[[ SELECTED EXTRACT open ]]

Why Is Growing Up So Hard?

     In Ruel’s song “Growing Up is ___,” he fills in the blank with the words “strange” and “weird” and I’ve never believed a songwriter more. As I’ve been experiencing my last firsts during my senior year of college, it dawned on me that I’ll finally be an adult. Not a fake adult where I can sleep in until noon and struggle with choosing to pay for a latte and next month’s wifi bill, knowing my parents will slip some money into my bank account regardless. An ACTUAL adult. 

 

     In middle school, I thought as soon as they handed you your high school diploma, infinite knowledge was passed onto you where you instantly matured. That was a lie. Much like the lie I was supposed to believe about how growing up was the coolest thing in the world. Schooling inaccurately prepares you for what will happen. Here are a few things I wasn’t prepared for as I grew up: 

 

  1.      Nobody told me about the concerns I’d have as an adult. When I’d leave the adults to talk at a party, I always thought they talked about taxes, groceries, and their jobs. While that’s semi-truthful, I thought the monsters under my bed would be the worst it could get. As a kid, I thought I would be sleeping peacefully in a king-sized bed, all my worries cast aside. No one told me I should be prepared to wake up in a cold sweat in the middle of the night, realizing I hadn’t yet made a LinkedIn account. I thought I could stay up late and eat as much junk food as I wanted. Turns out, I’m staying up late overthinking about why I ate that bag of Dot’s Pretzels and while it’s cheap, it’s high in sodium which could cause heart disease. It’s expensive to buy a gym membership because if I did pay for one, I’d only have enough money left to buy Dot’s Pretzels.

[[ SELECTED EXTRACT closed ]]
[[ EXTRACTED DATA open ]]

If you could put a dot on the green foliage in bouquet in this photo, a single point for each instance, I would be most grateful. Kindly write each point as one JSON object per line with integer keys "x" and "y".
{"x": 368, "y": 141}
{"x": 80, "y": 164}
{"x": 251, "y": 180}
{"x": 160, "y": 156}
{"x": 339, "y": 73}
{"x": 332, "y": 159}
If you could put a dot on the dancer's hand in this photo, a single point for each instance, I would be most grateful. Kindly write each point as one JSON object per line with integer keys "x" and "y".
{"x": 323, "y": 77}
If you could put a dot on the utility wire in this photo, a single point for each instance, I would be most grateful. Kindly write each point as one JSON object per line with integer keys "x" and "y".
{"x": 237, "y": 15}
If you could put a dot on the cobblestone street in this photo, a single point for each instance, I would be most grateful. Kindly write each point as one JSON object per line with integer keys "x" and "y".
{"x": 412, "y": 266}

[[ EXTRACTED DATA closed ]]
[[ EXTRACTED DATA open ]]

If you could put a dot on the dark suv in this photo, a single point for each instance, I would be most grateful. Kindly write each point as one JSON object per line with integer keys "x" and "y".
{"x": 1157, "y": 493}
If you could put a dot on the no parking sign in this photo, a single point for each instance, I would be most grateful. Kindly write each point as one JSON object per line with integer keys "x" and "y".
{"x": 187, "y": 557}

[[ EXTRACTED DATA closed ]]
[[ EXTRACTED DATA open ]]

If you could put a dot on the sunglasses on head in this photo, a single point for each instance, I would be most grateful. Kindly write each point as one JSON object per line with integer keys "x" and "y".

[[ EXTRACTED DATA closed ]]

### QUESTIONS
[1] Using the essay on growing up, decide whether each statement agrees with it. Answer yes or no for each, and quote the words that decide it.
(a) The writer is in the senior year of college.
(b) In middle school, the writer believed a high school diploma brought instant maturity.
(c) The writer already pays for a gym membership.
[2] Please continue the essay on growing up from where it stops, keeping its voice and its numbered list.

### OUTPUTS FOR THE TASKS
[1]
(a) Yes: "during my senior year of college"
(b) Yes: "infinite knowledge was passed onto you where you instantly matured"
(c) No: "if I did pay for one, I’d only have enough money left to buy Dot’s Pretzels"

[2]
 

  1.      Nobody knows what the hell they are doing. I’d heard when it comes to confidence to “fake it till you make it” and boy, are adults good at faking it! With all I learned in school, as soon as I got to college, I realized how little I actually knew. It’s been nearly five years since I learned imaginary numbers in Algebra 2 (that’s already a bogus concept to me) and haven’t used it a day. I wish I had learned how to manage a work-life balance, how to pick good furniture that will last through college parties, and how to schedule doctor appointments and oil checks into your already busy schedule. The closest life course you can get is Home Ec where all I was taught was how to make salsa and veggie pizza. I may not have chairs at my house because I’ve been working overtime, but I can whip up some delicious appetizers. 

 

  1.      You are on your own for everything. I can’t lie, having independence in college is one of the greatest things ever. I can have game nights in the middle of the week, go to my favorite restaurants and stores whenever I want, and I get to live with my friends which feels like a 24/7 sleepover. It’s all you dream of as a kid. However, I don’t like to be on my own for the adult responsibilities. What do you mean I have to call the dentist and schedule my cavity filling? You’re saying I have to pay for gas AND electric? They don’t just file into one category when I pay utilities? I find myself googling if I need baking powder and baking soda to make a cake for my friend and if I can wash my floors with a wet Swiffer without leaving water marks so I don’t have extensive damage when my lease ends.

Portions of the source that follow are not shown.